__Exercise__: From the integration passage, pull out the span that begins at the words "Notice that two" and stops after "is $P(3) = 1500$.".

__Document passage__:
## begin
Note that $[\ln (x)]^\prime = \frac{1}{x}$ and $\ln (3x)]^\prime = \frac{(3x)^\prime}{3x}=\frac{1}{x}$.

\[ \int\frac{\ln(3x)}{x}dx =\int \ln (3x) \left( \frac{1}{x}\right)dx = \int \ln (3x) \left( \frac{1}{3x}\right)d(3x) \] \[ = \stackrel{u=3x}{=} \int \ln (u) \left( \frac{1}{u}\right)du = \int \ln(u) d[\ln(u)] \stackrel{v=\ln(u)}{=}\int vdv=\frac{v^2}{2}+C \]

\[ =\frac{(\ln u)^2}{2} + C = \frac{[\ln(3x)]^2}{2} + C. \]

Notice that two substitutions were used in this problem.

15.1.2 Business and Economics Applications

The following few examples show how the substitution method is used in business and economics applications.

Example 2: Profit from marginal profit. A fir has the marginal function

\[ \frac{dP(x)}{dx} = \frac{3000(3-x)}{(x^2-6x+10)^2} \] where $P(x)$ is the profit earned at $x$ dollars per unit. Find the total-profit function given that $P = \$1500$ at $x = \$3$. That is $P(3) = 1500$.
## end
__Given data__:
## begin
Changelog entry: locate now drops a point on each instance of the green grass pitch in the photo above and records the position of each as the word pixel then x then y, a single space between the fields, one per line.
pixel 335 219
## end
__Solution to this task__:
Notice that two substitutions were used in this problem.

15.1.2 Business and Economics Applications

The following few examples show how the substitution method is used in business and economics applications.

Example 2: Profit from marginal profit. A fir has the marginal function

\[ \frac{dP(x)}{dx} = \frac{3000(3-x)}{(x^2-6x+10)^2} \] where $P(x)$ is the profit earned at $x$ dollars per unit. Find the total-profit function given that $P = \$1500$ at $x = \$3$. That is $P(3) = 1500$.